KUTIPAN TEKS:
JAKARTA, KOMPAS – Para aktivis yang dikoordinir oleh Greenpeace Asia Tenggara mengokupasi kilang minyak kelapa sawit di Bitung, Sulawesi Utara, Selasa (25/9/2018) selama 12 jam. Aksi mereka untuk mendesak agar grup perusahaan kilang minyak tersebut, Wilmar yang berbasis di Singapura, serius memperbaiki praktik perkebunan yang tak lagi merusak hutan dan gambut.
Aksi itu berlangsung sejak pagi dan berakhir sore. Selain di kilang minyak, mereka juga menduduki kapal penyuplai minyak sawit selama 12 jam.
Greenpeace saat itu didukung 23 aktivis dari Thailand, Filipina, Malaysia, Inggris, Perancis, dan Australia serta empat personel grup band musik era 1990-an, Boomerang. Grup musik beraliran balads ini mengadakan konser di atas tangki dari pagi hingga pukul 11.00 waktu setempat.

ENTRI YANG DISEDIAKAN:

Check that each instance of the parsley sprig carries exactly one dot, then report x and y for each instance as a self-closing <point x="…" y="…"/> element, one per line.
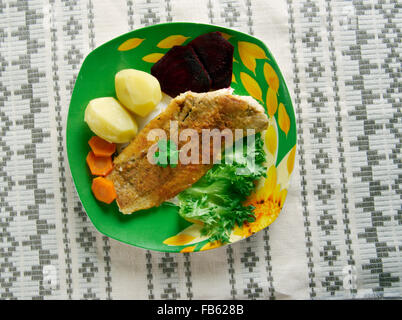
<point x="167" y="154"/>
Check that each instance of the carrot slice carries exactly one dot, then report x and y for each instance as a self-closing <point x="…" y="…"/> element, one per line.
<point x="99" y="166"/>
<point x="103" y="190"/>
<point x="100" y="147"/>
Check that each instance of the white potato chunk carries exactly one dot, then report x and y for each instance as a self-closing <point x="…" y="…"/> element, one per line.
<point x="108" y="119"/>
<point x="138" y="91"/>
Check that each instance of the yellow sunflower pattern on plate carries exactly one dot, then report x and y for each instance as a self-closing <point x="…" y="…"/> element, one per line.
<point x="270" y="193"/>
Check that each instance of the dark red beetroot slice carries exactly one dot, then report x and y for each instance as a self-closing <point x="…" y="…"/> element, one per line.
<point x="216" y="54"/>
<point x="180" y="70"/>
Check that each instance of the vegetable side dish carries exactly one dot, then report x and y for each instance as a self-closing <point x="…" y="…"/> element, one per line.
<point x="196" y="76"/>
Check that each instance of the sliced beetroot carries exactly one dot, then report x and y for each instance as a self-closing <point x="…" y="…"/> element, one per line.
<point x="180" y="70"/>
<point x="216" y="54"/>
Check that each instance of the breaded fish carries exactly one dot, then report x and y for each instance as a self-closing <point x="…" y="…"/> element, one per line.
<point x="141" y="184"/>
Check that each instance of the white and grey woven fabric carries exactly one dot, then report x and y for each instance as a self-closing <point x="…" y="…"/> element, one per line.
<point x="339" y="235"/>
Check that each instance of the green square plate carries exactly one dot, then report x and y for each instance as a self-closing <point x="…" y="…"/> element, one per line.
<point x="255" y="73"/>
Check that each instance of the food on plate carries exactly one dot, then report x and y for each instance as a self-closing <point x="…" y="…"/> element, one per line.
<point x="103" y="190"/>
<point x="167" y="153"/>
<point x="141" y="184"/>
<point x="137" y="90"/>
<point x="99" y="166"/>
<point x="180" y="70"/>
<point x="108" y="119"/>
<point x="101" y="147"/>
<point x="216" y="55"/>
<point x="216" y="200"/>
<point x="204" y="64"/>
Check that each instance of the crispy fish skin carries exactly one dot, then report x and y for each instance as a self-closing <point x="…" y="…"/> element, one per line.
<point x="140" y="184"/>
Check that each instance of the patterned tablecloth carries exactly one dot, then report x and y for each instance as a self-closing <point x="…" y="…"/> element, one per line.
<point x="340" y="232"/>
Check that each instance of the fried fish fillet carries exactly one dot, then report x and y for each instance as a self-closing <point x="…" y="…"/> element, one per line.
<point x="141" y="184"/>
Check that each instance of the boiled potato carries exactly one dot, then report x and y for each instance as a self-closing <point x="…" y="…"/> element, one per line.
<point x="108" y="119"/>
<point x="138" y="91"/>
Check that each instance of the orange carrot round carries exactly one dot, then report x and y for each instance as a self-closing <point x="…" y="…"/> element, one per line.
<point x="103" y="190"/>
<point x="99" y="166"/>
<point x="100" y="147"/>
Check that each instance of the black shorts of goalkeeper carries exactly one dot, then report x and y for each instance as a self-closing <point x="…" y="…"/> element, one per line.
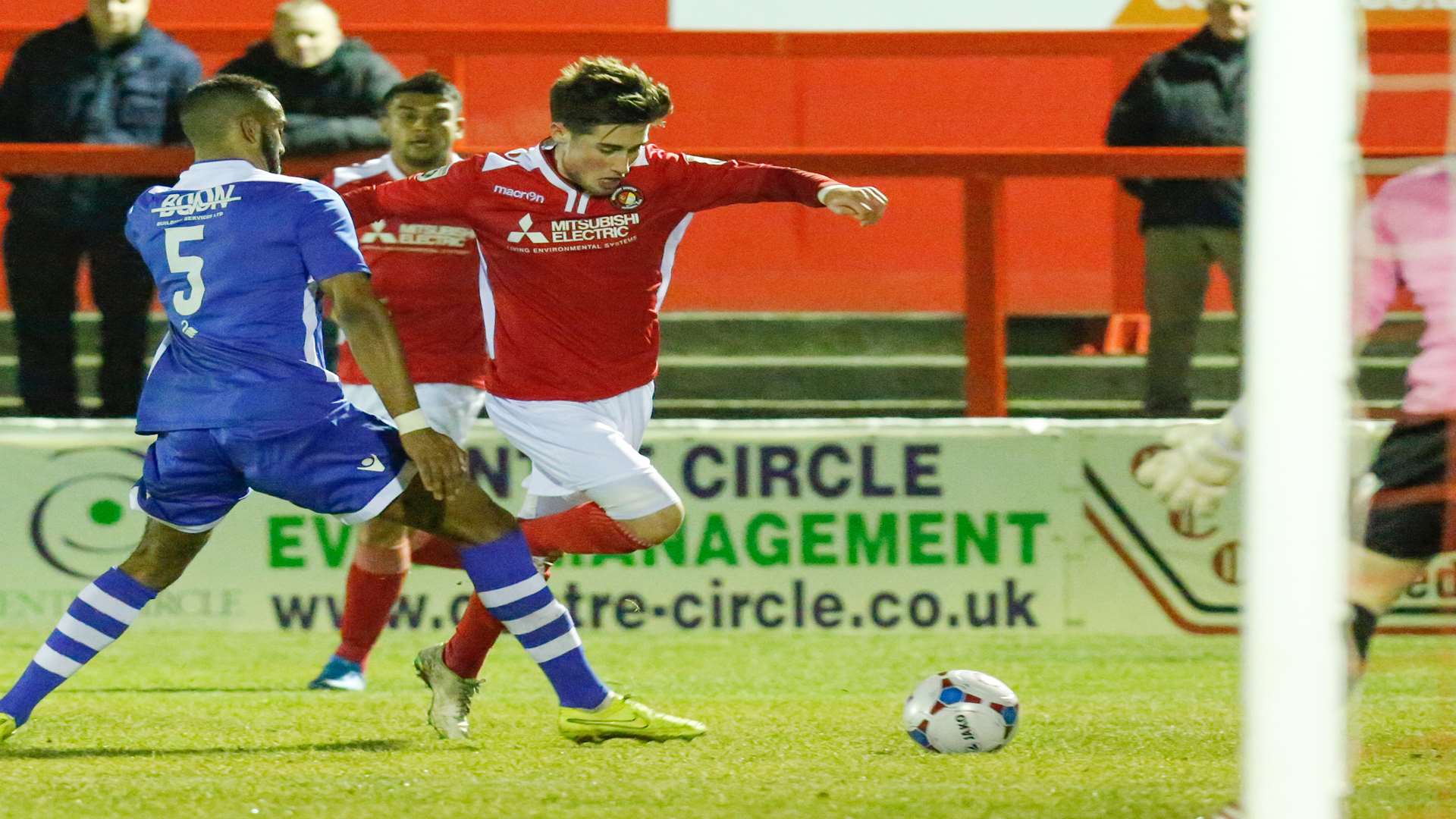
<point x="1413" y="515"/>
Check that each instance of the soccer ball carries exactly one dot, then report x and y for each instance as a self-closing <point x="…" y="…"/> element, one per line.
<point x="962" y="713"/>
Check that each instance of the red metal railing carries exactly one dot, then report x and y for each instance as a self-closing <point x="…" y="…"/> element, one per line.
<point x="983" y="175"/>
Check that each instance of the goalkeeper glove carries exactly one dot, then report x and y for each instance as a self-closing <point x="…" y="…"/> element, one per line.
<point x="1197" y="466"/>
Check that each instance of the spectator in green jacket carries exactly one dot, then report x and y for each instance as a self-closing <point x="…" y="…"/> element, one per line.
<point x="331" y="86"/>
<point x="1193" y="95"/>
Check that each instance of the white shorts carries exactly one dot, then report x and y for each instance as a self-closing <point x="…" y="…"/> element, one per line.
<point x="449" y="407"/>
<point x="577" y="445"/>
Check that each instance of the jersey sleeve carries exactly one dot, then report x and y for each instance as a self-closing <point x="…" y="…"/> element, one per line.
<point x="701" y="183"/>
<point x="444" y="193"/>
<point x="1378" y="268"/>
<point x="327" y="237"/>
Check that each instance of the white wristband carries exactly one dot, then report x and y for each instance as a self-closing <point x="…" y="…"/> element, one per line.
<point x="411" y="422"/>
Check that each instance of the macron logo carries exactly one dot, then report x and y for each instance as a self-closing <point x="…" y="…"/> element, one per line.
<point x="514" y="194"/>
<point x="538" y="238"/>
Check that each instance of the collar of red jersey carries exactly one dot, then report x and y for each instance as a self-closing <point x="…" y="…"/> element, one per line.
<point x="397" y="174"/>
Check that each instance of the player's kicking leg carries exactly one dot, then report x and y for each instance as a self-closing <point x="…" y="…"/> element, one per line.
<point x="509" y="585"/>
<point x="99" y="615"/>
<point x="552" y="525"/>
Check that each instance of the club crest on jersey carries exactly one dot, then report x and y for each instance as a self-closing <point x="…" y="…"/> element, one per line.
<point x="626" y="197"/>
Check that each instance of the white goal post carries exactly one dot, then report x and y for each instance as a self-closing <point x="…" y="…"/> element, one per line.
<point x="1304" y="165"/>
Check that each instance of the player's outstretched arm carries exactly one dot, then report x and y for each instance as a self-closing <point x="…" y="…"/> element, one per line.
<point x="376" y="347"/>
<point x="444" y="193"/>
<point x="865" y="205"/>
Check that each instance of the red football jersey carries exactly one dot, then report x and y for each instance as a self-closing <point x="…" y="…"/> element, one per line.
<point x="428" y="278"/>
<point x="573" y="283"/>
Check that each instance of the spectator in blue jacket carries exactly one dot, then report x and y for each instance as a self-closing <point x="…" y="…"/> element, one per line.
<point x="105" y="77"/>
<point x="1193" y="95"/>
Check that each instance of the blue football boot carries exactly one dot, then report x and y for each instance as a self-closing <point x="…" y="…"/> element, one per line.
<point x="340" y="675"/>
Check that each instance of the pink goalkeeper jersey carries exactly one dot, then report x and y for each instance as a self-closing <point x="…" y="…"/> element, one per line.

TUJUAN A: Sebutkan semua negara asal para aktivis yang mendukung Greenpeace dalam kutipan teks.
TUJUAN B: Menurut kutipan teks, berapa lama para aktivis menduduki kapal penyuplai minyak sawit?
TUJUAN C: Kutip dengan persis bagian kutipan teks mulai dari "Aksi itu berlangsung" sampai dengan "11.00 waktu setempat.".

JAWABAN BENAR A: Thailand, Filipina, Malaysia, Inggris, Perancis, Australia

JAWABAN BENAR B: Selama 12 jam.

JAWABAN BENAR C:
Aksi itu berlangsung sejak pagi dan berakhir sore. Selain di kilang minyak, mereka juga menduduki kapal penyuplai minyak sawit selama 12 jam.
Greenpeace saat itu didukung 23 aktivis dari Thailand, Filipina, Malaysia, Inggris, Perancis, dan Australia serta empat personel grup band musik era 1990-an, Boomerang. Grup musik beraliran balads ini mengadakan konser di atas tangki dari pagi hingga pukul 11.00 waktu setempat.